• [Directive]
In the material below, reproduce everything from the line containing "You are given a photograph. Your task: indicate the white" down to the end of the material, including both of those ends.

-=-=-=-=-

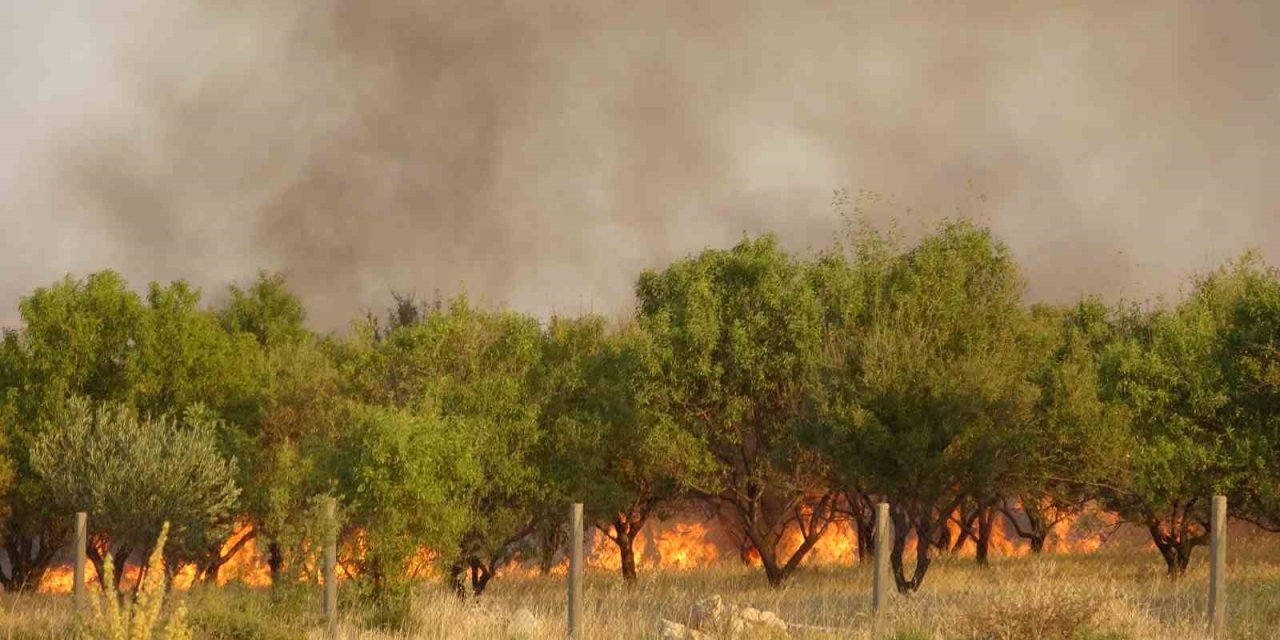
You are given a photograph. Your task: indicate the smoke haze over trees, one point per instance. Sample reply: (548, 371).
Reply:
(540, 155)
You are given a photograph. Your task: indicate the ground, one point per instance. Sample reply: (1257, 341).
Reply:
(1115, 593)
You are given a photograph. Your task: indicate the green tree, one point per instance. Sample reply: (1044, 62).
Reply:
(135, 474)
(1082, 440)
(406, 480)
(603, 446)
(739, 339)
(1179, 375)
(474, 369)
(1253, 373)
(932, 402)
(283, 426)
(77, 338)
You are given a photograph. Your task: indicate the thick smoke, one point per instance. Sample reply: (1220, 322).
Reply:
(540, 154)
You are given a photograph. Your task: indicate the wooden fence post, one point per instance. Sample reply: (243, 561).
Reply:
(880, 579)
(575, 572)
(1217, 568)
(330, 565)
(78, 590)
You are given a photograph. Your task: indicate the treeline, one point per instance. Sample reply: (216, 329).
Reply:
(784, 392)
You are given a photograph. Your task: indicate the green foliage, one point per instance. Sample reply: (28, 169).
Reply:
(407, 480)
(739, 338)
(1189, 376)
(602, 443)
(234, 612)
(135, 474)
(474, 370)
(140, 615)
(266, 310)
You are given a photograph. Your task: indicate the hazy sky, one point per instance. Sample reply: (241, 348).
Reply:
(539, 155)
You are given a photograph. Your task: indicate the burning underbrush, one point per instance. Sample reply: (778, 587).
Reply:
(685, 540)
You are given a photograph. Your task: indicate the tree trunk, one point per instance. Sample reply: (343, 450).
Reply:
(904, 524)
(551, 543)
(274, 561)
(863, 513)
(627, 556)
(28, 561)
(766, 540)
(457, 577)
(986, 528)
(626, 526)
(1175, 552)
(480, 576)
(1037, 524)
(1179, 538)
(1037, 544)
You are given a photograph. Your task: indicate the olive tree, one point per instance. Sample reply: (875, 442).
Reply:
(1179, 373)
(602, 443)
(931, 402)
(135, 474)
(739, 341)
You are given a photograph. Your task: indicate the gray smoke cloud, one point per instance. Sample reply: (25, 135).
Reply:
(539, 155)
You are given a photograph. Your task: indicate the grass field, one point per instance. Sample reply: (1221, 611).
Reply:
(1115, 593)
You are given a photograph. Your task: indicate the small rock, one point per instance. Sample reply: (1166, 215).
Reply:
(758, 618)
(522, 624)
(708, 613)
(668, 630)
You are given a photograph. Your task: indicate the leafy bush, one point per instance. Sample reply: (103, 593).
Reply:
(1046, 615)
(115, 616)
(243, 613)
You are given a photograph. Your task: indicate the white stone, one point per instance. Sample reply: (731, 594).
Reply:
(522, 624)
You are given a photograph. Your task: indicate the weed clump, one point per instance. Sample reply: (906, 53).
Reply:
(115, 616)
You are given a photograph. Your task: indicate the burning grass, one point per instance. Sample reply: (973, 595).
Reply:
(1119, 592)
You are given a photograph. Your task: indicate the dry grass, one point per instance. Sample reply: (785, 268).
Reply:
(1112, 594)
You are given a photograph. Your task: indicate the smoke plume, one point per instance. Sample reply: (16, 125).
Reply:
(538, 155)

-=-=-=-=-

• [Task result]
You are given a photograph. Your task: indicate the white stone, one point per instance. Sample reply: (731, 594).
Reply:
(522, 624)
You are given a photograph. Your task: indicate the weed clump, one point per instance. Sample reply: (906, 53).
Reply:
(115, 616)
You are given a photograph. Your task: indicate the burning grass, one point per instance. Sample reply: (973, 595).
Reply:
(1119, 592)
You are given a photograph. Your task: indicate the dry grass, one point per instance. Sample reply: (785, 268).
Reply:
(1112, 594)
You are given a photograph. Your task: indicate the smoke plume, one point per instance. Sample reply: (16, 125).
Reply:
(538, 155)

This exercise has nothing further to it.